_INSTRUCTIONS TO FOLLOW:_
Pick up the blog post about the plastic roses at the cemetery, which comes before the lines, and continue it from where it stops.

When Worlds Collide


I couldn’t help smiling when I found this concrete ‘vase’ filled with plastic roses at the Rockport City Cemetery. 

In time, as the profusion of spring wildflowers fades away, these artificial blooms will continue to serve as tokens of remembrance, but they’ll never equal the glorious spread of color nature provided this year.


Comments always are welcome.


41 thoughts on “When Worlds Collide

        1. It’s continuing in and around Inks Lake State Park, where the coreopsis has gone crazy. If you happen to be close enough to visit in the next week or so, it’s there for the taking (pictures of).

          1. Unfortunately, my running around will be limited for the next month, thanks to a really tight work schedule. On the other hand, the North American Prairie Conference starts next weekend, and I’m looking forward to that — particularly to the field trip I signed up for: the east Texas prairies, including Candy Abshier WMA, the Sandylands Preserve, the Big Thicket, and Watson’s Rare Plant Preserve. I’m seriously thinking about not even taking a camera on that day — only a notebook and pen. Then, I can go back the next weekend with my camera, and retrace the route. I didn’t know the Watson rare plant preserve existed. It’s not far from Sandylands, and I’m thinking about making a very early morning run up there tomorrow — early enough to beat the traffic coming home.

            1. Sounds like you’ll get plenty out of the next week without having to go so far west. I’d still take a camera on the day in question, just for unexpected opportunities that might not be there on your return.

              We visited the Watson Preserve close to two decades ago, in its early days. I’ll bet it’s even better now. Have fun.

  1. More people are using artificial flowers especially in those metal vases. My family has the tradition of planting real flowers on Memorial Day. I have to say I really like the idea of the wildflowers and have enjoyed your photos.

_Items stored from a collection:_
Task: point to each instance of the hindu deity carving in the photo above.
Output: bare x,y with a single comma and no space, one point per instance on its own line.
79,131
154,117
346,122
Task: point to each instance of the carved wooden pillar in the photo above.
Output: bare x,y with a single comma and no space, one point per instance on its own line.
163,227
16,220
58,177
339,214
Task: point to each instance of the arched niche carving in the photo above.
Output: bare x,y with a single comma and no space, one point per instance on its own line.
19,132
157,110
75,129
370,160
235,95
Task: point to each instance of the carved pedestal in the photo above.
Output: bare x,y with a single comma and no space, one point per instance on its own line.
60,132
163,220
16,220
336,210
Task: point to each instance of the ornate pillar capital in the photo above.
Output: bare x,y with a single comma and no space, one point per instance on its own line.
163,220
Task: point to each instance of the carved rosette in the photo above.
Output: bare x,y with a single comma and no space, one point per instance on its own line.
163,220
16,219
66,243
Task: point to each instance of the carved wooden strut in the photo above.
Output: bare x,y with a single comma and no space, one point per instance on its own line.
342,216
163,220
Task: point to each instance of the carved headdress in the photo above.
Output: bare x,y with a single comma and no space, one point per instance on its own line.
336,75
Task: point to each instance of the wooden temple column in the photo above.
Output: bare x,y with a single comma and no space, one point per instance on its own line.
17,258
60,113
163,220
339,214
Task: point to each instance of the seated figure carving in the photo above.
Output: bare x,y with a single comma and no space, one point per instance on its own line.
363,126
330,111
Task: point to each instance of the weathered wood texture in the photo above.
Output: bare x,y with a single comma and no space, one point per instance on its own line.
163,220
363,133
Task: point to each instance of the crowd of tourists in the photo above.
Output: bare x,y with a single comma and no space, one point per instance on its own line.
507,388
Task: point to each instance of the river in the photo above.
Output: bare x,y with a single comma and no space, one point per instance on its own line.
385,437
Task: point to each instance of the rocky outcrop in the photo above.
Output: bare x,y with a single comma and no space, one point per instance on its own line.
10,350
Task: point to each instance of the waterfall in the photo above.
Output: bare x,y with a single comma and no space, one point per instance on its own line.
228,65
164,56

_RIGHT ANSWER:_
    1. There are times when artificial flowers are called for. A few years ago, when I took my mother’s ashes to Iowa for burial, I ‘planted’ some beautiful silk geraniums at the gravesite, simply because tending to real plants wouldn’t be possible. But we had the tradition of planting or refreshing flowers on Memorial Day, too, and if you say ‘Memorial Day’ to me, the first thing that springs to mind is ‘peonies.’

    2. I also see the artificial blooms as a sort of denial of the natural process of life and death. Dried blooms have their place also.

      1. It’s true. Everything has an allotted life span. For some insects, it’s only hours. Flowers do a little better, and we do very well indeed, if we’re lucky or blessed. Still, it’s a package deal; the end comes with the beginning. I’ve always chuckled when I hear someone ask, “What would you do if you knew you were going to die?” If?

        I dried some basketflowers last year, and they came out very well, but I don’t think I’ll do it again. I like dried seedheads and such, but dried flowers seem a little sad to me. I’d rather wait for a new season’s blooms rather than try to hold on to what’s past.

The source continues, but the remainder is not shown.